§ QUOTED PASSAGE:

"""

Satisfiability (SAT)

  • Given a predicate \(P(x_1, x_2, \ldots x_n)\) on \(n\) boolean variables \(x_1, x_2, \ldots x_n\)
  • Determine if there exists an assignment of \(x_1, x_2, \ldots, x_n\) that \(P\) evaluates to true
  • (x1 or x2 or x3) and (x1 or not x2) and (x2 and not x3) and (x3 and not x1) and (not x1 or not x2 or not x3)
    • by brute force: No. All \(2^n\) possibilities were checked
  • Possible solutions:
    • First:
      • Input: A predicate \(P(x_1,\ldots, x_n)\)
      • Output: True if satisfiable, false otherwise
      • For each Truth assignment T
        • if \(\mathrm{apply} P, T\)
          • output True
      • Output False
      • \(O(2^n)\)
    • Second: Backtracking, pruning, think trees

Lecture 3: Knapsack, Hamiltonian Path and Backtracking

  • Backtracking requires recursion
  • SAT traversal, w/ backtracking: SAT(P, \(\overrightarrow{t}\))
    • Input: A Predicate \((x_1, \ldots, x_n\)), a partial truth assignment \(\overrightarrow{t} = t_1, \ldots, t_k\)
    • Output: True if P is satisfiable, false otherwise
    • If \(k = n\)
      • Return \(P(\overrightarrow{t})\)
    • Else
      • \(t_{k + 1} \gets 0\)
      • If SAT(P, \(\overrightarrow{t}\))
        • return True
      • Else
        • \(t_{k + 1} \gets 1\)
        • return SAT(P, \(\overrightarrow{t}\))

Hamiltonian Path/Cycle

  • given an undirected graph \(G = (V, E)\)
  • output true if G has a Hamiltonian path, false otherwise
  • A Hamiltonian Path is a path in \(G\) that visits every vertex exactly once.
  • A Hamiltonian Cycle is a path in \(G\) that visits every vertex exactly once, save for the first and last, which must be the same.
  • Given a a graph \(G = (V, E)\), and a vertex \(v \in V\), the neighborhood of \(v\) is \(N(v) = \{x | (v, x) \in E\}\)
  • Naive approach: Go by permutations
  • Smart approach: Go by neighborhood
    • Given a Graph and a partial path:
    • Return true if length of path \(p = n - 1\), false otherwise
  • Algorithm (HamWalk(G, \(p = v_1, \ldots, v_k\))):
    • Input \(G = (V, E)\) and partial path \(p\)
    • Return true if \(G\) contains a hamiltonian path, false otherwise
    • If \(k = n\), return True
    • for each \(v \in N(v_k)\)
      • if (\(v \not\in p\))
        • HamWalk(G, p + v)
    • return false

0-1 Knapsack Problem

  • Given a collection of items \(A = \{a_1, \ldots, a_n\}\) a Weight Function \(wt: A \to \mathbb{R}^+\) \(w(a_i)\), a value function \(val: A \to \mathbb{R}^+\) \(v(a_i)\) and a capacity \(W\)

"""

§ GIVEN REQUEST A:
Answer these questions from the lecture notes on backtracking:
(i) What running time do the notes give for the first SAT solution?
(ii) What do the notes say backtracking requires?
(iii) How do the notes define a Hamiltonian Path?
§ GIVEN REQUEST B:
Carry on the lecture notes on backtracking, starting after their final line on the 0-1 Knapsack Problem.

§ DATA PROVIDED:
"""

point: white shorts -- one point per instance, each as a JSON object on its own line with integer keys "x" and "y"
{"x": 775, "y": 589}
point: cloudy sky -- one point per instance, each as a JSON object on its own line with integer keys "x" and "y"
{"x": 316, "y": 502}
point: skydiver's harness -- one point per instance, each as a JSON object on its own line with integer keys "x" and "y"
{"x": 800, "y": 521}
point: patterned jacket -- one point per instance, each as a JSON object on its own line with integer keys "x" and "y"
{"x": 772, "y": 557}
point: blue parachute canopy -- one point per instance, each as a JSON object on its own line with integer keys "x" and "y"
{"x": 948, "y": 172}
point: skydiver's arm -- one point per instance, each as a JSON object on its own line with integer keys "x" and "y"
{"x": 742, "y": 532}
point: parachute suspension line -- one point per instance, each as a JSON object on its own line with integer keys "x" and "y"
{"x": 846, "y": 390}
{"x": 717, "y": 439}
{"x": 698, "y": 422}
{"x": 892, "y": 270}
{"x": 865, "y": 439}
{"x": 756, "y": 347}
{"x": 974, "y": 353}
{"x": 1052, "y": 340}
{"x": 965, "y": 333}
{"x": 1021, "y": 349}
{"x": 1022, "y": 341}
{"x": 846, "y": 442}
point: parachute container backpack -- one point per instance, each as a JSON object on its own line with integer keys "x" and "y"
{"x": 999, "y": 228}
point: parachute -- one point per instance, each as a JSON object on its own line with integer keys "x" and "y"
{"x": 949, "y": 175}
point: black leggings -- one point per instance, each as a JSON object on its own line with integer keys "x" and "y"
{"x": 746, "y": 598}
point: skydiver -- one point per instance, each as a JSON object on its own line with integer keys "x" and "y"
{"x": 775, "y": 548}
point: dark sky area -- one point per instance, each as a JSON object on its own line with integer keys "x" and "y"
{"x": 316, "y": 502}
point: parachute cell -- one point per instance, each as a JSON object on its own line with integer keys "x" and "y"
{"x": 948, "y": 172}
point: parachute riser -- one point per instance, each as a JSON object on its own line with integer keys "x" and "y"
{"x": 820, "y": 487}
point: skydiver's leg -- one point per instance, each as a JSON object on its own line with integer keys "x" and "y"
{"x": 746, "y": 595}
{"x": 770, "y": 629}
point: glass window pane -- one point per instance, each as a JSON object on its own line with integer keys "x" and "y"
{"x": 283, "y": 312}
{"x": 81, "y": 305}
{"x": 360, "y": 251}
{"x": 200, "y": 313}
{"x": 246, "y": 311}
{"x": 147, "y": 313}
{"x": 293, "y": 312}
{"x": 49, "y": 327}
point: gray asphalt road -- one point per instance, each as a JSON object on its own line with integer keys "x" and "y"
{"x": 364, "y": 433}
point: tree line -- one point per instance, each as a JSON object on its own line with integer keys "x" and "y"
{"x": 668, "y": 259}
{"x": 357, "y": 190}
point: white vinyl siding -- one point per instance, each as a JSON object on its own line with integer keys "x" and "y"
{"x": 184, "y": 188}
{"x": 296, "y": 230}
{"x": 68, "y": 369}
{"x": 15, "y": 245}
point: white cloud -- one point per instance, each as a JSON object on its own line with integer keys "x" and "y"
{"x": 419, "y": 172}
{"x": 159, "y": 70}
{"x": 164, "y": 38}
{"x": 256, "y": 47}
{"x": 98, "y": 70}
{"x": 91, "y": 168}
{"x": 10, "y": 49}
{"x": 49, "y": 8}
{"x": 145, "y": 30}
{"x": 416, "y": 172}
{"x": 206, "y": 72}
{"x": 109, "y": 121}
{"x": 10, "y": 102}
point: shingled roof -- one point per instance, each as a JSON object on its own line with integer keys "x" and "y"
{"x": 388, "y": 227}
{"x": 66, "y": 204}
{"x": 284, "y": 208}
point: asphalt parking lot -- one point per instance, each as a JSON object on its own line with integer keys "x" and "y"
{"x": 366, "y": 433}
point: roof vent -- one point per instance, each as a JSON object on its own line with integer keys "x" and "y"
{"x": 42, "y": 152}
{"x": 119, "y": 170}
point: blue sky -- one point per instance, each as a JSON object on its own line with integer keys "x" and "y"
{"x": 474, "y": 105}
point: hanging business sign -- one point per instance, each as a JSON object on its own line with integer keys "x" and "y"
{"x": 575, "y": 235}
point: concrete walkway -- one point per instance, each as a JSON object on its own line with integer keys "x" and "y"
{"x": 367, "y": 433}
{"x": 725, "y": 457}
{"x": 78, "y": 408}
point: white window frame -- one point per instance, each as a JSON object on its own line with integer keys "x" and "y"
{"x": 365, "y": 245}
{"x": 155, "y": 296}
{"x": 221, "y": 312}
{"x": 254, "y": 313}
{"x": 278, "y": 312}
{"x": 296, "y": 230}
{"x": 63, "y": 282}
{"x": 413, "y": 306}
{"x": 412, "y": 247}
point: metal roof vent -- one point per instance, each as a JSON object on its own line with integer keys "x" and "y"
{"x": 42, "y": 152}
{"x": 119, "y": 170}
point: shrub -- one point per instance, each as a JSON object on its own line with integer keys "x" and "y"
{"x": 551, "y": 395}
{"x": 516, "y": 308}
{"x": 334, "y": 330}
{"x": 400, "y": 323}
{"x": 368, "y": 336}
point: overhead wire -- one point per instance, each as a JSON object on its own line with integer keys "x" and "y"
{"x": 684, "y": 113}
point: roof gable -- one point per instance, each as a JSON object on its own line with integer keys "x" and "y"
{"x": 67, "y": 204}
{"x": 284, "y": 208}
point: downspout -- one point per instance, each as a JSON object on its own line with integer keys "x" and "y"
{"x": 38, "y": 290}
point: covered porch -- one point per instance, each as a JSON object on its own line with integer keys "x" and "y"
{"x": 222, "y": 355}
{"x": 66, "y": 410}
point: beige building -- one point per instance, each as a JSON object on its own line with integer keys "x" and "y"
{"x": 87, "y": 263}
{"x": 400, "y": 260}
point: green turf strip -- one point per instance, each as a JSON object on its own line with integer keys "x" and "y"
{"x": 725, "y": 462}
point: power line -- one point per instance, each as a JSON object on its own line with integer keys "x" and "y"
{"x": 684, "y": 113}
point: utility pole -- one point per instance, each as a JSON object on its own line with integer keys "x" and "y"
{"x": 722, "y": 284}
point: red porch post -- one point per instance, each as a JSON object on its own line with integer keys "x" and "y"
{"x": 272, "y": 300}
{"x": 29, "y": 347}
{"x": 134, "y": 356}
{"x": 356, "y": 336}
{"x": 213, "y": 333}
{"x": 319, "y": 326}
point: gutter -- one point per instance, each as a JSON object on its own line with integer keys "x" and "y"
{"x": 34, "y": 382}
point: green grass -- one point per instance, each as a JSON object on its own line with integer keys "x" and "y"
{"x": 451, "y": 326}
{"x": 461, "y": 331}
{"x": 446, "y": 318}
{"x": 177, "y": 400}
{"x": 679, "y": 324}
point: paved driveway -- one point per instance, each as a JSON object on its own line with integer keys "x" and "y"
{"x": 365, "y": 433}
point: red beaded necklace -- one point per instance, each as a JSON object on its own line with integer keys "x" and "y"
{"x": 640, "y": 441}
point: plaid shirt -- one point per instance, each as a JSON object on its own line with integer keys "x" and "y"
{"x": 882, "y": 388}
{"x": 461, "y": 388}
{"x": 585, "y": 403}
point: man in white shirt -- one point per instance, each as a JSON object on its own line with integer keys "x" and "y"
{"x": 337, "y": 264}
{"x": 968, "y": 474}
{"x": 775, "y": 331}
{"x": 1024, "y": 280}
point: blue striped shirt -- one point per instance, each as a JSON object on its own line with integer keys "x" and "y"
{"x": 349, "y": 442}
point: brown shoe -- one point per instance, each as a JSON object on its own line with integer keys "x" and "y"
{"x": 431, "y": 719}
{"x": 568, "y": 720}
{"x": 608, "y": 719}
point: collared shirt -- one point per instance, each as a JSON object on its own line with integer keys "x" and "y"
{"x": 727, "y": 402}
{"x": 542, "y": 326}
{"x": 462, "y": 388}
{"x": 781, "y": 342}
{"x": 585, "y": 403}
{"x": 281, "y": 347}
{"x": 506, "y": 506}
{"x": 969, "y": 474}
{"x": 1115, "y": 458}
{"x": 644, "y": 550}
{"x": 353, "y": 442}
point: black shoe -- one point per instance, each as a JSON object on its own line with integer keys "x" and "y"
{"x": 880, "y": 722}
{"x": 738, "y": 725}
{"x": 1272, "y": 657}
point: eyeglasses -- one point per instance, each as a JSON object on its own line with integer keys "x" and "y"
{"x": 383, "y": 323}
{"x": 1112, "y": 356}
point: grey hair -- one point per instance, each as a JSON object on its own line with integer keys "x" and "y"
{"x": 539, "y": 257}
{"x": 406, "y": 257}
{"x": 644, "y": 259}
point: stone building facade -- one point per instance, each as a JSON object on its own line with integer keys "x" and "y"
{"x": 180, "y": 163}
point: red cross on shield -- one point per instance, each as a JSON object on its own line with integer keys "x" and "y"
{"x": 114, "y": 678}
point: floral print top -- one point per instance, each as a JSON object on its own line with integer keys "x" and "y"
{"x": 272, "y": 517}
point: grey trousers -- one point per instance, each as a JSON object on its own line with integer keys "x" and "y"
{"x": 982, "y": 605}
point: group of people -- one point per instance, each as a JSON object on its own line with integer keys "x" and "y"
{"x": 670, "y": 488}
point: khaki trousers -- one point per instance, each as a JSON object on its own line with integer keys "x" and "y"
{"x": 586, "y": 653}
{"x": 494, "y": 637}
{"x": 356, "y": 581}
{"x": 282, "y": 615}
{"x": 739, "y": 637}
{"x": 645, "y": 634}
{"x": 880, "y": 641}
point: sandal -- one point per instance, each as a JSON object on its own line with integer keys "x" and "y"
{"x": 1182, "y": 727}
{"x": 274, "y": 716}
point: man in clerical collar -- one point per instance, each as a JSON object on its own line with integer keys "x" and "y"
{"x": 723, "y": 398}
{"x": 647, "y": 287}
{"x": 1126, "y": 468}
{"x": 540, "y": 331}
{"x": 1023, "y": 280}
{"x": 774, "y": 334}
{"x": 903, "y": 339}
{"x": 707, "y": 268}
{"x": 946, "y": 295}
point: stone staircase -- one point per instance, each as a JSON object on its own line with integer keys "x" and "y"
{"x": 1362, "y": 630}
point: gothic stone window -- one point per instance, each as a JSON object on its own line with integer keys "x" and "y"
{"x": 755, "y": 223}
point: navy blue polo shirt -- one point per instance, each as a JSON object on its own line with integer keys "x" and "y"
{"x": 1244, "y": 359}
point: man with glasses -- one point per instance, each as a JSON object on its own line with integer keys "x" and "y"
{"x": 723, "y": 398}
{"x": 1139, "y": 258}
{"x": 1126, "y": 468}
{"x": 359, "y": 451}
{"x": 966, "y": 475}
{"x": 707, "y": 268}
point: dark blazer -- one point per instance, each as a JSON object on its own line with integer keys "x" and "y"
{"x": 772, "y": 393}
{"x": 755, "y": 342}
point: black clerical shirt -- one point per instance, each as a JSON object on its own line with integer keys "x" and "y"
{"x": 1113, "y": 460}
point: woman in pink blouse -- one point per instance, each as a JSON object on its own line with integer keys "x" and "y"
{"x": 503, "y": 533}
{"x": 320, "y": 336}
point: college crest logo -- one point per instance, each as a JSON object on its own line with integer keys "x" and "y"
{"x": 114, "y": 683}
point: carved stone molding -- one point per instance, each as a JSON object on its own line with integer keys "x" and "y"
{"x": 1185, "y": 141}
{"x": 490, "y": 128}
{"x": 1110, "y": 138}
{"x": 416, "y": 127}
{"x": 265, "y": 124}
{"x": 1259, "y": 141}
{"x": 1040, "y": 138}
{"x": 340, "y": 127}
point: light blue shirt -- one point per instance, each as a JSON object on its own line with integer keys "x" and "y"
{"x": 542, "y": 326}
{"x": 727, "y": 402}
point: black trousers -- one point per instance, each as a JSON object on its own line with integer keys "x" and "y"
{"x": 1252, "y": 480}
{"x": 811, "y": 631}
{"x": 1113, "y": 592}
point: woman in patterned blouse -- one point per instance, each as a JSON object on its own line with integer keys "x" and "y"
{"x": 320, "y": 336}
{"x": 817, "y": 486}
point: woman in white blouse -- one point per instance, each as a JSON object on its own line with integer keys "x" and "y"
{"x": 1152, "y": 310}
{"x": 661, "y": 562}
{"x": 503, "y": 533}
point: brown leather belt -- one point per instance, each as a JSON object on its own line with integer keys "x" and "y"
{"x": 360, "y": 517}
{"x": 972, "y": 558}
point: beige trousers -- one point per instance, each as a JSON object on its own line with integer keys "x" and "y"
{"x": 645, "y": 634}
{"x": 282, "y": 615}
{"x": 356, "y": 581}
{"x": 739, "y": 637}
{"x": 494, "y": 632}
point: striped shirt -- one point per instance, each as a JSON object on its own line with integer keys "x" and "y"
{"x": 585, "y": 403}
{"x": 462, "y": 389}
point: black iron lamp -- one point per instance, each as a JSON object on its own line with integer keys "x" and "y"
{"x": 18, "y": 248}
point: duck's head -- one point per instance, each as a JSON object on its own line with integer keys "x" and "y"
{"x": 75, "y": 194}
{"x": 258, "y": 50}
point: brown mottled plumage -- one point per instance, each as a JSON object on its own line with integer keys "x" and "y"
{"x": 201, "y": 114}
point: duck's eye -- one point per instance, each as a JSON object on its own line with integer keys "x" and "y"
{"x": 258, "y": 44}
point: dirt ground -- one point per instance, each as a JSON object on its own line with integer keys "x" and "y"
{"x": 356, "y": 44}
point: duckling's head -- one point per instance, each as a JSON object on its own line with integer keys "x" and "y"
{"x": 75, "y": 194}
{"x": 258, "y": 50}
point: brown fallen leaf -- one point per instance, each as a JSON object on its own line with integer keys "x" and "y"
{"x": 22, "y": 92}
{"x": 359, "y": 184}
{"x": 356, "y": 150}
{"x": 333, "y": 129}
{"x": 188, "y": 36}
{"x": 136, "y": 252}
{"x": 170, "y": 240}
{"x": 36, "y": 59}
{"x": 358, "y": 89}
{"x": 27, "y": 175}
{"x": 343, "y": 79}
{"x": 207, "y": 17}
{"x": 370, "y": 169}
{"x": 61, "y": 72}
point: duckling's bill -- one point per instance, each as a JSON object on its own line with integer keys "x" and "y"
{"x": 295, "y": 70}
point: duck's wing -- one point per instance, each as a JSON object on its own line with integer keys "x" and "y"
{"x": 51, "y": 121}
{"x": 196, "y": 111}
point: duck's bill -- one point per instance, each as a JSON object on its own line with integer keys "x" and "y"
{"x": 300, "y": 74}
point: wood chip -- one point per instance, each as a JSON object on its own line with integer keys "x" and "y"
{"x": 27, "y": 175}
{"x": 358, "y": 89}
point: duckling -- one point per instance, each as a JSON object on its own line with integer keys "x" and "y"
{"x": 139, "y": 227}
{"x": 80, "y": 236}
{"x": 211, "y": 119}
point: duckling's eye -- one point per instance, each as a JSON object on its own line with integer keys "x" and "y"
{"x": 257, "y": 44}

"""

§ FINAL RESULT A:
(i) \(O(2^n)\)
(ii) Recursion
(iii) A path in \(G\) that visits every vertex exactly once

§ FINAL RESULT B:
  • Output \(S \subseteq A\) such that \(\sum_{s \in S} w(s) \leq W\) but \(\sum_{s \in S} v(s)\) is maximized
  • Ex:

    item value weight
    1 15 1
    2 10 5
    3 9 3
    4 5 4
    • W = 8
    • Solutions
      • 1, 2, 3
      • 1, 3, 4
  • For Each Subset in A
  • if total weight of subset is less than max, and total value is greater than the best value
    • update solution
    • update best value
  • Optimally:
    • Use Backtracking, cutting off at a possibility if it’s greater than the weight, not checking any children
  • Algorithm
    • Input: Knapsack \(A = \{a_1, \ldots, a_n\}\), weight function \(w(a_i)\), value function \(v(a_i)\), max weight \(W\) and a Partial Solution \(S \subseteq A\) constituting elements not indexed > j
    • Output: A solution \(S^{\prime} \subseteq A\) at least as good as \(S\).
    • If \(j = n\):
      • Return \(S\)
    • \(S_{best} \gets S\)
    • For \(k = j+1 \ldots n\)
      • \(S^{\prime} \gets S \cup \{a_k\}\)
      • If \(w(S^{\prime}) } \leq W\):
      • \(T \gets\) Knapsack(\(A\), \(w\), \(v\), \(W\), \(S^{\prime}\), \(k\))
      • If \(v(T) > val(S_{best})\)
        • \(S_{best} \gets T\)

Lecture 4: Divide and Conquer: repeated squaring, karatsuba multiplicaiton

Traveling Salesman Problem

  • Given: A collection of cities \(C = \{c_1, \ldots, c_n\}\)
  • Output an output of cities \(\pi(C) = (c_1^{\prime}, \ldots, c_n^{\prime})\)
    • such that the total distance travelled \((\sum_{i = 1}^{n - 1} (\delta(c_i^{\prime}, c_{i+1}^{\prime}))) + \delta(c_1^{\prime}, c_n^{\prime})\) is minimized
    • This is on a permutation of cities where there is a complete graph with weighted edges, all solutions (permutation of the set) are therefore hamiltonian
  • an optimization problem: back tracking not necessarily applicable, but not the most appropriate, requires being smart
  • Question: Ham Path or TSP: Which is harder or more complex? Which requires more resources?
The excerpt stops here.